## EXERCISE REQUIREMENTS
Beneath this task is a listing. State how many of its lines include the string "branch", giving nothing but the number.

-*-

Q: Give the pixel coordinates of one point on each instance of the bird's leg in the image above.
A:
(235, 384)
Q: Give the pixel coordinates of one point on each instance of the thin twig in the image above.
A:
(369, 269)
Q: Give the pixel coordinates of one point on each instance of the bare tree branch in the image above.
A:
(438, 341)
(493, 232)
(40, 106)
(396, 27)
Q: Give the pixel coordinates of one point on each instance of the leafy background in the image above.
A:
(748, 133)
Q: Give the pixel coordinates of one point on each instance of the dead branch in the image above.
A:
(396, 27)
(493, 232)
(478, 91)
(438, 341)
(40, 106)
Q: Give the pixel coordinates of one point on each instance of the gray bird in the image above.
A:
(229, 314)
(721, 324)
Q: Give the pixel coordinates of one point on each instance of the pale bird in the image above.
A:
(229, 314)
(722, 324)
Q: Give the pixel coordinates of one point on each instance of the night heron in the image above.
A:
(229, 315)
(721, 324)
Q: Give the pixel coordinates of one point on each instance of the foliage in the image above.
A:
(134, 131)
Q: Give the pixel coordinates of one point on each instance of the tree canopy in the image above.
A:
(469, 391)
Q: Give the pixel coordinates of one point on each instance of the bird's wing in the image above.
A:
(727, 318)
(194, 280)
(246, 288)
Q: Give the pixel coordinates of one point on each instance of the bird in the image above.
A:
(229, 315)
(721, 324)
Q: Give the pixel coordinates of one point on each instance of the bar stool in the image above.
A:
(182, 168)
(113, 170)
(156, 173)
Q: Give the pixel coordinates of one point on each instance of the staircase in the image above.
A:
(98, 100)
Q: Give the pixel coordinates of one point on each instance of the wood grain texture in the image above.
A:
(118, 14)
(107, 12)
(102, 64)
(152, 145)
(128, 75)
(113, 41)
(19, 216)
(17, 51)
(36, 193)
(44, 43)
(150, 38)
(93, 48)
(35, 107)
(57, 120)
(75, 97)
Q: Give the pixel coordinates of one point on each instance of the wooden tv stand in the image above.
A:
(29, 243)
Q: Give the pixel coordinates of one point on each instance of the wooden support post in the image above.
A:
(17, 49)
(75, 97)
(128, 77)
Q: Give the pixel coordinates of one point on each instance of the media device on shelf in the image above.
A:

-*-

## EXERCISE ANSWER
2